--- ARBEITSAUFTRAG ---
Tausche in den Einträgen von der Zeile mit "Reviewer note: every instance of the white plume" bis zur Zeile mit "column 43, row 12" "stone house" gegen "brick house" aus, und gib nur diese Zeilen sonst unverändert wieder. Lass die Bilder in deiner Antwort weg.

++++ ANGEZEIGTE EINTRÄGE ++++

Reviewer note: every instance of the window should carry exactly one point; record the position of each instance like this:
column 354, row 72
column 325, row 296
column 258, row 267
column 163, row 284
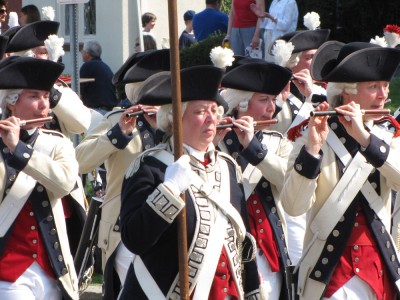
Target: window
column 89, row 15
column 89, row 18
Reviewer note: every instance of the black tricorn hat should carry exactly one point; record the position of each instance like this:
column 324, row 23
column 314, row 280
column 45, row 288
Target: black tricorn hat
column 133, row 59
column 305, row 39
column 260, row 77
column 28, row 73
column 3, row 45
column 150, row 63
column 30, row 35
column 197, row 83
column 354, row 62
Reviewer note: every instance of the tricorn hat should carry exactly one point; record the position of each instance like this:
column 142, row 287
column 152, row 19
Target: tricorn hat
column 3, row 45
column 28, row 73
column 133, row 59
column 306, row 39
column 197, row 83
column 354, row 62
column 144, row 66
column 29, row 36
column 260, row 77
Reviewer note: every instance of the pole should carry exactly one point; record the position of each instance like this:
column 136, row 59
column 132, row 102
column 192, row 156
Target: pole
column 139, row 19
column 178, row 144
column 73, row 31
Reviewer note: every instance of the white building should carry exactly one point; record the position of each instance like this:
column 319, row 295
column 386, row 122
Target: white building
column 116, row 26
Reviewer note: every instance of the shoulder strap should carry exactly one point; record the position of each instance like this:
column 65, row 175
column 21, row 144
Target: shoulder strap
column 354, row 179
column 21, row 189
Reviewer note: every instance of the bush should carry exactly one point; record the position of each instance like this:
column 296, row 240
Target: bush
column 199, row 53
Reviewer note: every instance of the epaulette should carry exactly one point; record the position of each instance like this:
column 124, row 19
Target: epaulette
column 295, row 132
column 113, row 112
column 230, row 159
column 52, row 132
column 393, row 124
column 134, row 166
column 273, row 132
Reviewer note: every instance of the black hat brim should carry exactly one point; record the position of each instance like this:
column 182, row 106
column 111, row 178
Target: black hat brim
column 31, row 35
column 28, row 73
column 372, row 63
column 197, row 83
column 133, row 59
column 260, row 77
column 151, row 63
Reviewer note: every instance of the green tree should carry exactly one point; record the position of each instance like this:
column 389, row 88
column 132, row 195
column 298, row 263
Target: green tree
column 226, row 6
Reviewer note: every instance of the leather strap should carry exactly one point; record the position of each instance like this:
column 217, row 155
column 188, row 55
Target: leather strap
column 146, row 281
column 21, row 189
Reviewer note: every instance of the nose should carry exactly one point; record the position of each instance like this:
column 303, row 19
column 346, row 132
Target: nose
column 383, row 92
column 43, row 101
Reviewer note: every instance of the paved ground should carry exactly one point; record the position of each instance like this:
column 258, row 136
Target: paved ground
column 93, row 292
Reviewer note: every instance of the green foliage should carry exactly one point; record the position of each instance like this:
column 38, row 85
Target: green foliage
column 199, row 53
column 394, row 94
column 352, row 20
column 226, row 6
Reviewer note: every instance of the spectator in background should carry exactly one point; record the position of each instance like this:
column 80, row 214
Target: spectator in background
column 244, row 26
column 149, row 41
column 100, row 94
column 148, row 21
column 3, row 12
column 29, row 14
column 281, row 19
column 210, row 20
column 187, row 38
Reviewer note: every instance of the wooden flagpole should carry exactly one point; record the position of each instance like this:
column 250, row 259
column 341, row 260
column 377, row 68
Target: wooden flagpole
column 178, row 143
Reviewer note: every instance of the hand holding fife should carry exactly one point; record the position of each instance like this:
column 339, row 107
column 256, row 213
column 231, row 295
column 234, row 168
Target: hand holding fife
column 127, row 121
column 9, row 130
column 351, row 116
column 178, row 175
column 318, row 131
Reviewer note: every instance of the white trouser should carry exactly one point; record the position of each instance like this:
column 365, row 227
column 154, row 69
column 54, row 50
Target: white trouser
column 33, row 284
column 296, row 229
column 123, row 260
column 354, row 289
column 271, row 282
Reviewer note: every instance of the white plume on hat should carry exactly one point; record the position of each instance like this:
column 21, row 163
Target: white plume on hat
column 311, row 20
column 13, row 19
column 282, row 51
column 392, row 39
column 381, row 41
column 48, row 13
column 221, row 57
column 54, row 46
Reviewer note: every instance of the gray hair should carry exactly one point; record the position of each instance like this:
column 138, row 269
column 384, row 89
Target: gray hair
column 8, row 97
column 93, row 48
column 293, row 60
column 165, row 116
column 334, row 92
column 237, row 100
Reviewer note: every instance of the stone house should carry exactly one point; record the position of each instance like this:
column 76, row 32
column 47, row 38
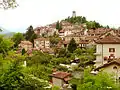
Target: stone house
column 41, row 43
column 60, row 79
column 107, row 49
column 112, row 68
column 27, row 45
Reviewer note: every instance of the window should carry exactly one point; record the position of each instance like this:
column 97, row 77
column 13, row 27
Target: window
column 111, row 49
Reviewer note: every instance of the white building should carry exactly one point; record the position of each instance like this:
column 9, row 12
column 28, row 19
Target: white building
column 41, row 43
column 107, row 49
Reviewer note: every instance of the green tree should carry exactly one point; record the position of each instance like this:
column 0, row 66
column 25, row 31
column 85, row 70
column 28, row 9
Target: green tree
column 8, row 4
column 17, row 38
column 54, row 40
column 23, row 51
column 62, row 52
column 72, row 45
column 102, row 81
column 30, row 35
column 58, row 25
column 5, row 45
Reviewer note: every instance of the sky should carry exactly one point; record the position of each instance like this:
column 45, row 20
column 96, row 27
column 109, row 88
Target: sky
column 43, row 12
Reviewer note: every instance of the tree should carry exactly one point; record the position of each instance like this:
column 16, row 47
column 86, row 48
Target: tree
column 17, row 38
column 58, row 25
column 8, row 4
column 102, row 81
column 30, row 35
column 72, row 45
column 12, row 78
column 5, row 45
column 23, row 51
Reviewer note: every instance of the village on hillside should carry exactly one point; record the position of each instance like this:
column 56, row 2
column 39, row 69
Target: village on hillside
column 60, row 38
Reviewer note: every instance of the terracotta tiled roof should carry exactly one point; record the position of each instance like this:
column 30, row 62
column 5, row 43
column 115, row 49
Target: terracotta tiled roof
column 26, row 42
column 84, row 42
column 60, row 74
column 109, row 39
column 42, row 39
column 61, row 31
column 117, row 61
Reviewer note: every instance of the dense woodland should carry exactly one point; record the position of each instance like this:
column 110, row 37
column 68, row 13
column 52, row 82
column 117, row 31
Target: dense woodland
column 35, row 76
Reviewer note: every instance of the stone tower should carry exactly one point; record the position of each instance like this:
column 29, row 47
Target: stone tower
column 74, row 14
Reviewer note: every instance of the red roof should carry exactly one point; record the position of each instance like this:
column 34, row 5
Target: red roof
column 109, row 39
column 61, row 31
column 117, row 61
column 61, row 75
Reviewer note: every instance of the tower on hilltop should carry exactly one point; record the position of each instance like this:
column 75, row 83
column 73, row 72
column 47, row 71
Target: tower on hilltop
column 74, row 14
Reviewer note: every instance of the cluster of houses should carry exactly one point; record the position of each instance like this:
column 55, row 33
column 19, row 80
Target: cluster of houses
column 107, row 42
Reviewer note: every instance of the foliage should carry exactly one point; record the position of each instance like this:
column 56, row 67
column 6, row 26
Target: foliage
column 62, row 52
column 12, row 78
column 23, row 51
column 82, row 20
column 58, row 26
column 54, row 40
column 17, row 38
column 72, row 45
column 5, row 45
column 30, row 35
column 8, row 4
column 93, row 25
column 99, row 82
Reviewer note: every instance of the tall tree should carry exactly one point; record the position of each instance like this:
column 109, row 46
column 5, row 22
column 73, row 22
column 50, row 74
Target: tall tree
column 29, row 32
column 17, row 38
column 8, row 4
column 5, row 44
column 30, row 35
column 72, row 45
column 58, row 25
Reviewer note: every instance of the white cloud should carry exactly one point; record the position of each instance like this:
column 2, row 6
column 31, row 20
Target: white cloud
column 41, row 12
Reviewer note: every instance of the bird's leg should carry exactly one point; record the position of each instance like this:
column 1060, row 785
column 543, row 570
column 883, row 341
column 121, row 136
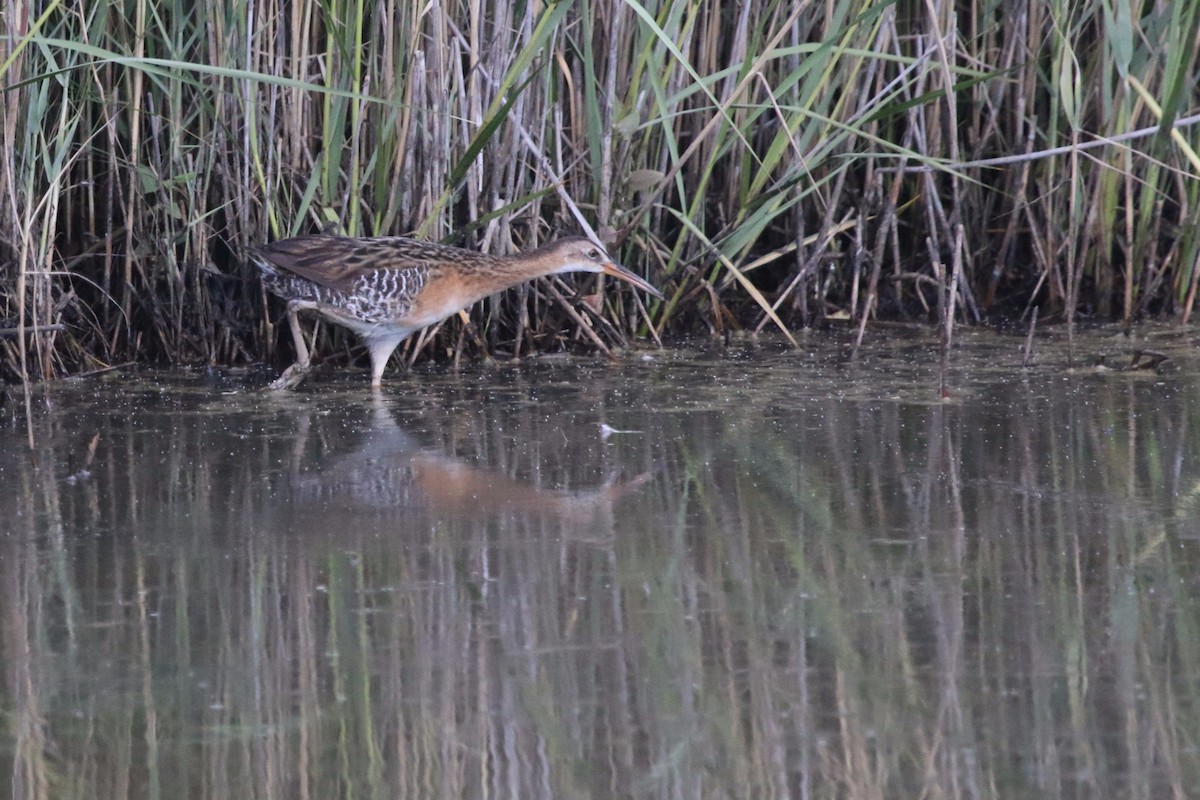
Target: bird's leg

++++

--- ERGEBNIS DER AUFGABE ---
Reviewer note: every instance of the white plume on hat should carry exactly one point; record the position of each instance like this:
column 21, row 163
Target: white plume on hat
column 311, row 20
column 13, row 19
column 282, row 51
column 392, row 39
column 381, row 41
column 48, row 13
column 221, row 57
column 54, row 46
Reviewer note: every instance of the gray hair should carry exactly one point; record the position of each instance like this:
column 138, row 269
column 384, row 89
Target: gray hair
column 8, row 97
column 93, row 48
column 293, row 60
column 165, row 116
column 334, row 92
column 237, row 100
Reviewer note: every instance of the brick house should carry exactly one point; record the position of each instance like this:
column 76, row 32
column 47, row 38
Target: brick house
column 41, row 43
column 60, row 79
column 107, row 49
column 112, row 68
column 27, row 45
Reviewer note: every instance of the window should carry exactly one point; record the position of each instance like this:
column 97, row 77
column 13, row 27
Target: window
column 111, row 49
Reviewer note: every instance of the white building should carry exactly one point; record the position of each instance like this:
column 9, row 12
column 28, row 19
Target: white building
column 41, row 43
column 107, row 49
Reviewer note: every instance of the green tree should carry exactly one point; record the position of each instance like this:
column 0, row 66
column 25, row 31
column 85, row 70
column 28, row 9
Target: green tree
column 8, row 4
column 17, row 38
column 54, row 40
column 23, row 51
column 62, row 52
column 72, row 45
column 102, row 81
column 30, row 35
column 58, row 25
column 5, row 45
Reviewer note: every instance of the sky should carry exactly one point; record the position of each instance like this:
column 45, row 20
column 96, row 27
column 109, row 88
Target: sky
column 43, row 12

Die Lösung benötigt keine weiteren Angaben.